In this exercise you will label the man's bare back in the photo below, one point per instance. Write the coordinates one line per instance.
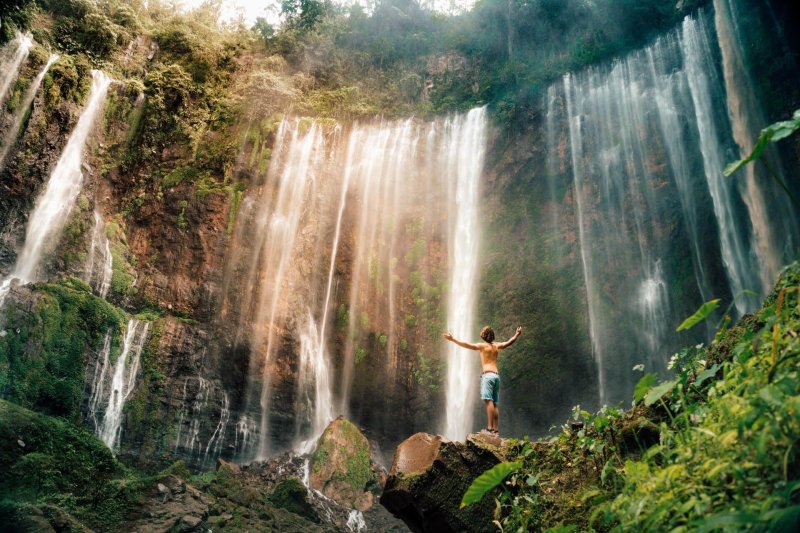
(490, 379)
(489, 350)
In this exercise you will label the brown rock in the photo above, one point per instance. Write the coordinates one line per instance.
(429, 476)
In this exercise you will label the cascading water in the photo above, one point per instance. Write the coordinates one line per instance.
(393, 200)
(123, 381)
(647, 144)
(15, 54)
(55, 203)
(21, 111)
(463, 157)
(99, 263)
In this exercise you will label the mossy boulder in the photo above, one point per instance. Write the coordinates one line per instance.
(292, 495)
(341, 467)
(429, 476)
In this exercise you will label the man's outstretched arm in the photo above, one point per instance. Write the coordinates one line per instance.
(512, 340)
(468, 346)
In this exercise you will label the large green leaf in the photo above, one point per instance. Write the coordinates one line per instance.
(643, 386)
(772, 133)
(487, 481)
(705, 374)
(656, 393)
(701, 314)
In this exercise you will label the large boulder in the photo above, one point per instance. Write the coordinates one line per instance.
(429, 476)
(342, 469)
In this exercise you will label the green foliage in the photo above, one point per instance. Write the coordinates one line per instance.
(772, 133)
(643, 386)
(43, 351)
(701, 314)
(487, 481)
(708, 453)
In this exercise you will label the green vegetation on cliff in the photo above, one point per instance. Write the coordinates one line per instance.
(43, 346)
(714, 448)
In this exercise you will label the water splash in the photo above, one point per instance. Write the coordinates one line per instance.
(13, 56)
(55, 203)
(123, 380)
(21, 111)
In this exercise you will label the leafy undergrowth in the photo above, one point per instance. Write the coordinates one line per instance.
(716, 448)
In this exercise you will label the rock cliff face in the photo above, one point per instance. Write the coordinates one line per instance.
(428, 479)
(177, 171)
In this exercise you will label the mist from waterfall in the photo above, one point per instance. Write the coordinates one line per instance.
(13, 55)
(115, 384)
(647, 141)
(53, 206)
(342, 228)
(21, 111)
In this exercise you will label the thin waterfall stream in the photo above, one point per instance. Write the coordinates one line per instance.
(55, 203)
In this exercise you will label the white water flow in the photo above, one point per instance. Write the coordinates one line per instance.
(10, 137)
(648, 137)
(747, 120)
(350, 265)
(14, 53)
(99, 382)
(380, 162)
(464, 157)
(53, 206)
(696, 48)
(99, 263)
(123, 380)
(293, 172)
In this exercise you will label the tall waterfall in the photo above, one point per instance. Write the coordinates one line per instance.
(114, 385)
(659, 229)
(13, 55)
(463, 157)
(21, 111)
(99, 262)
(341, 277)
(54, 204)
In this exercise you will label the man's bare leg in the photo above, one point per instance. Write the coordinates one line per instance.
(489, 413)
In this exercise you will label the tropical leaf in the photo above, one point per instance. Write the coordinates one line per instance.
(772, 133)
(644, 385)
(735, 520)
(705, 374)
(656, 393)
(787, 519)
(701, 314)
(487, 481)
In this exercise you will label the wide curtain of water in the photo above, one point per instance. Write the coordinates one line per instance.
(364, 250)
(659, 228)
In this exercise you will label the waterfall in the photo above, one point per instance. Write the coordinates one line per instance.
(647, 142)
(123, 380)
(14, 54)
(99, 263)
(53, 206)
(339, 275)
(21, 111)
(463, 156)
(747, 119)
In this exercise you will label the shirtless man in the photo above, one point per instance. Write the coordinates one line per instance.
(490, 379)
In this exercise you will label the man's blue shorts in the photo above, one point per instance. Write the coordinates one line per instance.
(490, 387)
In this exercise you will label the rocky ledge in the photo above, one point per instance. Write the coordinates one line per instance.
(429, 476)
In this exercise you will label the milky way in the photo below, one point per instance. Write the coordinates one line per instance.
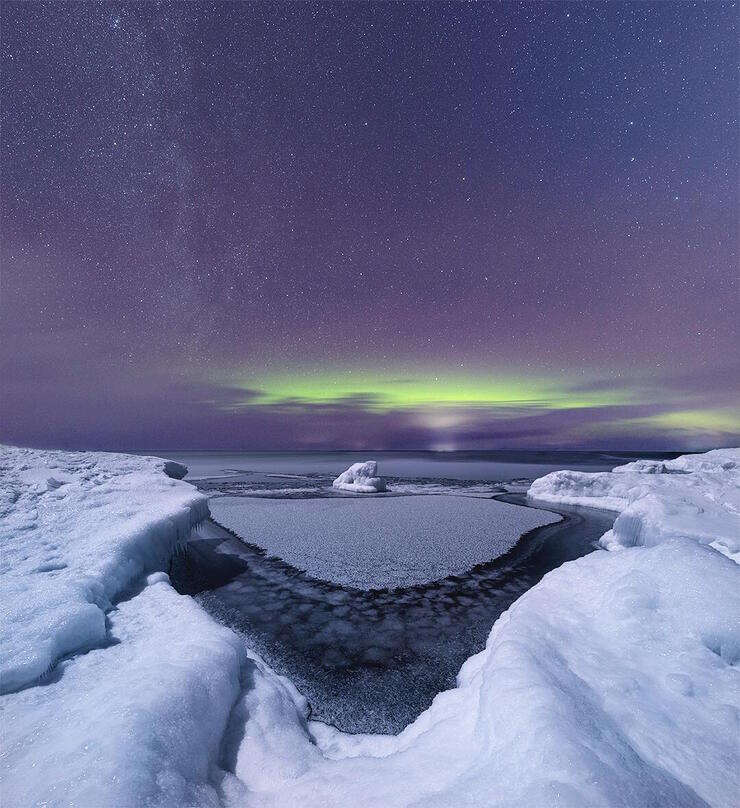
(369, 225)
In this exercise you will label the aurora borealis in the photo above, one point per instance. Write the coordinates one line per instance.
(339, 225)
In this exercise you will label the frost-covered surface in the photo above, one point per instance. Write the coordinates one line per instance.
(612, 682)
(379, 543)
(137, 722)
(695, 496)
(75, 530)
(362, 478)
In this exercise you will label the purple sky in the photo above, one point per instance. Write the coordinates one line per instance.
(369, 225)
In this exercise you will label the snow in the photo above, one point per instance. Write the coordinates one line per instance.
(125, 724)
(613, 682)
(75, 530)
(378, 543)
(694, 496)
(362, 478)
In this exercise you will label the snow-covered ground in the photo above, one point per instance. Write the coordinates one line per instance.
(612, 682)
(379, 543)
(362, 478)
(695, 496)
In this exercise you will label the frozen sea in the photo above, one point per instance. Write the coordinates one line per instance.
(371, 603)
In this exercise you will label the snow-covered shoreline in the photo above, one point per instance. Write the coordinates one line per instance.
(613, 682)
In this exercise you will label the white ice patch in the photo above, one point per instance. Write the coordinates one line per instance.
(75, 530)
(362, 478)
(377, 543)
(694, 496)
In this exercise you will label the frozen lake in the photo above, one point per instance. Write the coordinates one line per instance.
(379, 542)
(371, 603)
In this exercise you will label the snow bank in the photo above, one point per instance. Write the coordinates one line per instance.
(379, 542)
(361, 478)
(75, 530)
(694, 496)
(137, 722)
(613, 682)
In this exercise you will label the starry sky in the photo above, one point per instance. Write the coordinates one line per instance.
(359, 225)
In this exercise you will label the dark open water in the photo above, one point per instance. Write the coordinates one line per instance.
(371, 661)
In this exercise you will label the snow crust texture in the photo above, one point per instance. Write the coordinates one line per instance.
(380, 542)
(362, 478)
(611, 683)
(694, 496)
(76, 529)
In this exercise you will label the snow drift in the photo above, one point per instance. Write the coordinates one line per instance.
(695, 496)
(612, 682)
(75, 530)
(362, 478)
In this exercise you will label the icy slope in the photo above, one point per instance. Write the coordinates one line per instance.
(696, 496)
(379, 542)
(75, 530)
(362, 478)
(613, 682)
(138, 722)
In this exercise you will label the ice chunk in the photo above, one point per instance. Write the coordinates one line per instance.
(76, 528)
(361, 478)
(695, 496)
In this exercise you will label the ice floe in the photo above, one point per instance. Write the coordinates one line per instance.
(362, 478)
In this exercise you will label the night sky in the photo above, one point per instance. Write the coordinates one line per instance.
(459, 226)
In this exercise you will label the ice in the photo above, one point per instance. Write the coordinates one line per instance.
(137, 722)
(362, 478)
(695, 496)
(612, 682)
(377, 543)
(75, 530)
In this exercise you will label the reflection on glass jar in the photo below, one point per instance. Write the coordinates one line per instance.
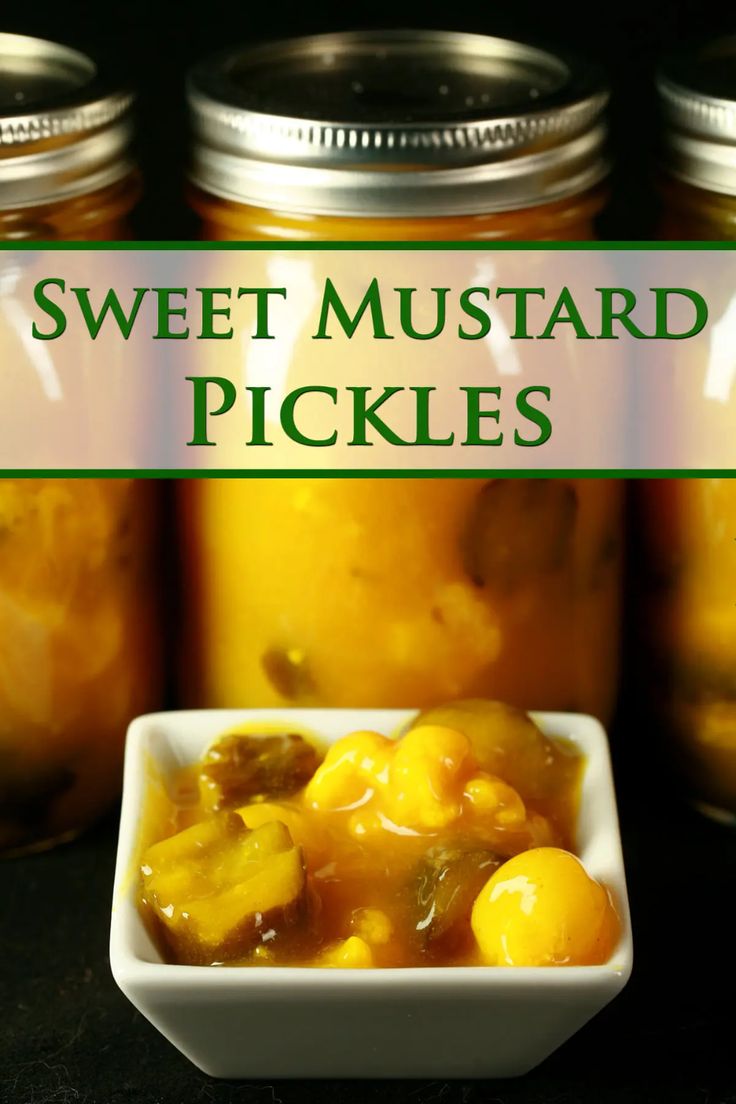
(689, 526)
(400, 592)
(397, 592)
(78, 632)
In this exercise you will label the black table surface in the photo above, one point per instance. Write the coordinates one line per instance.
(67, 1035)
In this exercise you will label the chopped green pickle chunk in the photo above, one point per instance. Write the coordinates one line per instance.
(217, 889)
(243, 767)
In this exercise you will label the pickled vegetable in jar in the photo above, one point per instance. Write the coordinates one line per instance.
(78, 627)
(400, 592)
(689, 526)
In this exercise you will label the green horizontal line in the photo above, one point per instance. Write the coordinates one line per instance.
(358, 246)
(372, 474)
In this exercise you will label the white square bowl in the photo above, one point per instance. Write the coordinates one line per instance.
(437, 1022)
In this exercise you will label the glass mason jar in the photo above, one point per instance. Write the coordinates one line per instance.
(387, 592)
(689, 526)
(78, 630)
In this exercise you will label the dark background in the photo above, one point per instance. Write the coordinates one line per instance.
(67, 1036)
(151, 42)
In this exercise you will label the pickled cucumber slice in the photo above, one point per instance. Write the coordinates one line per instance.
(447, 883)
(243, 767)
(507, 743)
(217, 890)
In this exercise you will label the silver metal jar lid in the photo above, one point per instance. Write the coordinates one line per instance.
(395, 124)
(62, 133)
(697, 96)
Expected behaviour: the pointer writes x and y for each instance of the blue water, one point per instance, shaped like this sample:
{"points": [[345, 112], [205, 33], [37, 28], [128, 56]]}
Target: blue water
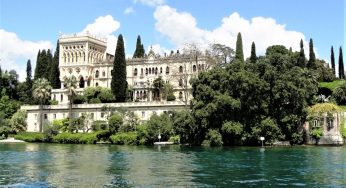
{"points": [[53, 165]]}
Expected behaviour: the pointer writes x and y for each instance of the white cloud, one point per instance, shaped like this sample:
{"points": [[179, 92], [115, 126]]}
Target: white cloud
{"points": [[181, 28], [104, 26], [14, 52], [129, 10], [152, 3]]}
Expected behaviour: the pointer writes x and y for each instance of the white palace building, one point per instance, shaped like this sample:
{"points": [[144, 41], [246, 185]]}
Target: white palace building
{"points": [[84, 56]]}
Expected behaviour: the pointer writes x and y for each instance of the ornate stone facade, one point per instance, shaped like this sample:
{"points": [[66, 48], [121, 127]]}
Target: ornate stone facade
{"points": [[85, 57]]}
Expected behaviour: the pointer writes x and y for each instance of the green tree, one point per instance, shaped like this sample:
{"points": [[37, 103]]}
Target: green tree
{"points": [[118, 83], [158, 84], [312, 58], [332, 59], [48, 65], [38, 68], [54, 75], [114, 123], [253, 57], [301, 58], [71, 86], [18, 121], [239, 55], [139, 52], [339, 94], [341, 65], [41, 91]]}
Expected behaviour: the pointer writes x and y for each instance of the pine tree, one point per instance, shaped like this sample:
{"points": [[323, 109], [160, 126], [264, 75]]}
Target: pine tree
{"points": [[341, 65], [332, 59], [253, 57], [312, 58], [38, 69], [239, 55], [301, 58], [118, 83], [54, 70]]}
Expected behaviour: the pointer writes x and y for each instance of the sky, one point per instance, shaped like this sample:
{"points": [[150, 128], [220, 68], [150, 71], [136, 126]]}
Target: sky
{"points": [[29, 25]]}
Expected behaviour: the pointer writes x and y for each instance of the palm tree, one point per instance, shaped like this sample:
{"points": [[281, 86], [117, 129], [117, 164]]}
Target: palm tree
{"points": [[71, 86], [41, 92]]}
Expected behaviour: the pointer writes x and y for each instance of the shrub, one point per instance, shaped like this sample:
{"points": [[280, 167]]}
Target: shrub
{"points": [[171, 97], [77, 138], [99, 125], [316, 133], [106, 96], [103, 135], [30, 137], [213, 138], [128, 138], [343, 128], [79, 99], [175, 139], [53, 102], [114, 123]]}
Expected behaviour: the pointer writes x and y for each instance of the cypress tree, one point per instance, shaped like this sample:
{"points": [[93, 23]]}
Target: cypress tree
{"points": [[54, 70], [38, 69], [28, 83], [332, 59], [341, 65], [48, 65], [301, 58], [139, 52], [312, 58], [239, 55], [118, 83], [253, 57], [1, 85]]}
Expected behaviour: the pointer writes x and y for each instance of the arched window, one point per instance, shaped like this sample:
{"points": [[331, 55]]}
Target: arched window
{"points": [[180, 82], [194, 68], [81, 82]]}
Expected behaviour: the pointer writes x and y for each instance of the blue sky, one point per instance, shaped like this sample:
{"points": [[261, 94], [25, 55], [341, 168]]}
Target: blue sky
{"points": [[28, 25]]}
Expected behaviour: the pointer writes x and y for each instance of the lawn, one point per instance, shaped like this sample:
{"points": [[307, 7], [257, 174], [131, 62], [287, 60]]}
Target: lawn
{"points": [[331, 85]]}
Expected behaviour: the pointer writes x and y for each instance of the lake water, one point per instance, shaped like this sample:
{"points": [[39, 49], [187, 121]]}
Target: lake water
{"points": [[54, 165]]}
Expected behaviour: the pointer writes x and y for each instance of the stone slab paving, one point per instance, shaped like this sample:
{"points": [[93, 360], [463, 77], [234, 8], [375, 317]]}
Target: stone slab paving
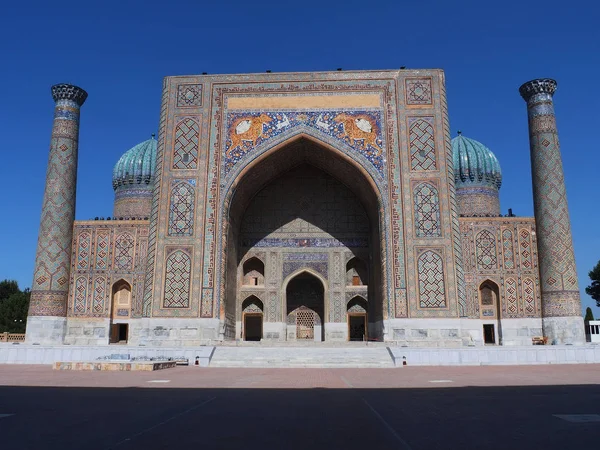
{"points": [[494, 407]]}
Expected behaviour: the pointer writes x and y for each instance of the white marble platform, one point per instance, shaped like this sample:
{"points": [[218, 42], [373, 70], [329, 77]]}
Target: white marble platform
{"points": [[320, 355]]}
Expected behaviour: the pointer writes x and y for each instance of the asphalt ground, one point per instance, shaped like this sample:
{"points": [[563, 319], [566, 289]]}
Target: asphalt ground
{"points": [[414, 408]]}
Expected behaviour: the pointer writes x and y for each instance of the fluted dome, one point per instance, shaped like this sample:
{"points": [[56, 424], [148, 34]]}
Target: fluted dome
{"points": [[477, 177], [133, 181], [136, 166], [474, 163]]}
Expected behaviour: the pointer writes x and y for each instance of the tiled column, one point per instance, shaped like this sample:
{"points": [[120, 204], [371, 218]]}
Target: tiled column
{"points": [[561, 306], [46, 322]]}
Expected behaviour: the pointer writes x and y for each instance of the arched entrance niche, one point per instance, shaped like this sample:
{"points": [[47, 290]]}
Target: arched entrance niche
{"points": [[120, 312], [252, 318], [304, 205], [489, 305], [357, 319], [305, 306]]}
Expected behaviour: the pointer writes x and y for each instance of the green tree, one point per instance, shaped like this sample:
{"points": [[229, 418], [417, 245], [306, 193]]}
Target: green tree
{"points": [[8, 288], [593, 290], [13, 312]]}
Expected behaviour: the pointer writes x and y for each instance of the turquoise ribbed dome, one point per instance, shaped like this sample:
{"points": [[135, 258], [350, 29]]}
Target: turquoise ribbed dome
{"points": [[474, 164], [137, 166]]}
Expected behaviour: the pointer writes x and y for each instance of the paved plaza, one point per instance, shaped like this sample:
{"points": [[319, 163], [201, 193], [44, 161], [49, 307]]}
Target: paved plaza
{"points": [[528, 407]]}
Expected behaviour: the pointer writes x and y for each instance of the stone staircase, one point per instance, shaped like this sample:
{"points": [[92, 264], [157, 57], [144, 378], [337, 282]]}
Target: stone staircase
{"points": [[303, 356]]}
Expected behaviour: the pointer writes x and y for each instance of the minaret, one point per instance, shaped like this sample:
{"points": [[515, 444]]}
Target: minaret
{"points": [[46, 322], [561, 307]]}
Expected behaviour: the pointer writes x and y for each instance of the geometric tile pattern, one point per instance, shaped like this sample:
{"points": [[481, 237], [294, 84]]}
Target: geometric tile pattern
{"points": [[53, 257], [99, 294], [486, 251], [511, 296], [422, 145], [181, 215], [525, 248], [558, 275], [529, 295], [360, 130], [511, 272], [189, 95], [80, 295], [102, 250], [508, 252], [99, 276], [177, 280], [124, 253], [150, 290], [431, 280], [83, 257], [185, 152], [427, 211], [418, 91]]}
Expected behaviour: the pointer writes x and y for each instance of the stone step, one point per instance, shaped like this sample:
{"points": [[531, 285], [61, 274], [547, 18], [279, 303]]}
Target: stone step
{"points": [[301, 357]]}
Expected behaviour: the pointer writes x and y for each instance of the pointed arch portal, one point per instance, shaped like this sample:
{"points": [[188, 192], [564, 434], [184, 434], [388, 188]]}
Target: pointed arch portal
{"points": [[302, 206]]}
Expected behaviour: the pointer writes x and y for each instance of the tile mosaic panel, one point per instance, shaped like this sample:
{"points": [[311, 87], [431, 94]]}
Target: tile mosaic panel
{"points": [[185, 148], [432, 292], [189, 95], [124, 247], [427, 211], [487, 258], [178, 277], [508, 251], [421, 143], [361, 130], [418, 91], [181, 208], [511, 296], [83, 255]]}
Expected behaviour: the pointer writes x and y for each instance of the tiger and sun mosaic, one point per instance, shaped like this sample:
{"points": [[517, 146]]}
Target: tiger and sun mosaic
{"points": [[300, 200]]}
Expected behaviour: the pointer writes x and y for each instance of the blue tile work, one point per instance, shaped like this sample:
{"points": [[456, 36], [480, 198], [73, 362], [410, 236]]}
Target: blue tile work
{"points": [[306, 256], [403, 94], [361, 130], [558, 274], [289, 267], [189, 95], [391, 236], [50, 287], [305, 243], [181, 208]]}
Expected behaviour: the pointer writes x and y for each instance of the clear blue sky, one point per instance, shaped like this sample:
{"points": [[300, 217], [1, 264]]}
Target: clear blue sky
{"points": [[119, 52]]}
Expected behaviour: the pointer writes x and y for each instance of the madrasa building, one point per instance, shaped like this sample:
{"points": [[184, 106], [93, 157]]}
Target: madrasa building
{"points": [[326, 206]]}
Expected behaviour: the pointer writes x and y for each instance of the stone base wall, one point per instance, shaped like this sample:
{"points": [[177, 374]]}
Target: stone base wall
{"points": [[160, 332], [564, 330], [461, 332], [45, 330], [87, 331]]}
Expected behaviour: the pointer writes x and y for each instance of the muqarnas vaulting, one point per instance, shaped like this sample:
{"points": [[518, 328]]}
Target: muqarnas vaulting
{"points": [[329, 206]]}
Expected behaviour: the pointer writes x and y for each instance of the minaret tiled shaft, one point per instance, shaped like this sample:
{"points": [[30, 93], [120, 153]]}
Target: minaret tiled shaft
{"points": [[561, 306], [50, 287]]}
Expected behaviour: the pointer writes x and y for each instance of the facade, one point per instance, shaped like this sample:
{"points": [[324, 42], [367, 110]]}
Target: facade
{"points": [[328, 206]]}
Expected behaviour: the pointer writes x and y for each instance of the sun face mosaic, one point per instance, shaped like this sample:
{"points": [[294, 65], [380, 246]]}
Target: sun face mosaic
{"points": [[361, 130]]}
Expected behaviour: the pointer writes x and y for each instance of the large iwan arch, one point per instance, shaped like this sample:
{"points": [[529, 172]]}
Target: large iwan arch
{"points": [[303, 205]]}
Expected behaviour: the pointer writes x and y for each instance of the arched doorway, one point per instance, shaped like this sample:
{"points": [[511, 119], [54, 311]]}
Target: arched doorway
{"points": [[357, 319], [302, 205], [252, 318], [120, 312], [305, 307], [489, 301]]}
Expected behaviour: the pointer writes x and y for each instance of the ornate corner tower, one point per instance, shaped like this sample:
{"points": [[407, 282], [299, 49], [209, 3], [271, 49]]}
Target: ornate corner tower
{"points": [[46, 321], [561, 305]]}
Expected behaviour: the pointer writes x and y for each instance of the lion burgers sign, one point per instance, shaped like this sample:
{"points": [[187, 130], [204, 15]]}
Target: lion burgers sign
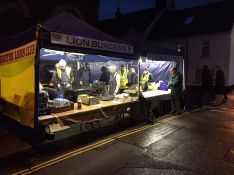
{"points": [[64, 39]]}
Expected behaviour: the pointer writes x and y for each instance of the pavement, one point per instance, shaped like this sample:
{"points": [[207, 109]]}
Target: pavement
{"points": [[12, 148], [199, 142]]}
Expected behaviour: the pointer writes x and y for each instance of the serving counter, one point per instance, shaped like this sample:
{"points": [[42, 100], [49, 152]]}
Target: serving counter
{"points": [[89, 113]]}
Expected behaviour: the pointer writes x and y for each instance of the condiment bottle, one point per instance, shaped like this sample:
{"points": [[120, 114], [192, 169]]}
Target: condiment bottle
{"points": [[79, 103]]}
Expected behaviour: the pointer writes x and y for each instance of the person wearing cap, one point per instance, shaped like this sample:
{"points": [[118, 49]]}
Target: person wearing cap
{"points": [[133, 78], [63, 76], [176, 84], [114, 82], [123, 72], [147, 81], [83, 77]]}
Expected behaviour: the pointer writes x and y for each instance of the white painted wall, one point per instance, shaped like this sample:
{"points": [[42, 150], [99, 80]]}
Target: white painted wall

▸ TRY IT: In the entries above, find each line that has the word "painted". Copy it.

▸ SOLUTION TO THIS PROBLEM:
Expected behaviour: the pointer writes x and y for each instance of the white painted wall, one point per instance, shaped like this sample:
Target: white painted wall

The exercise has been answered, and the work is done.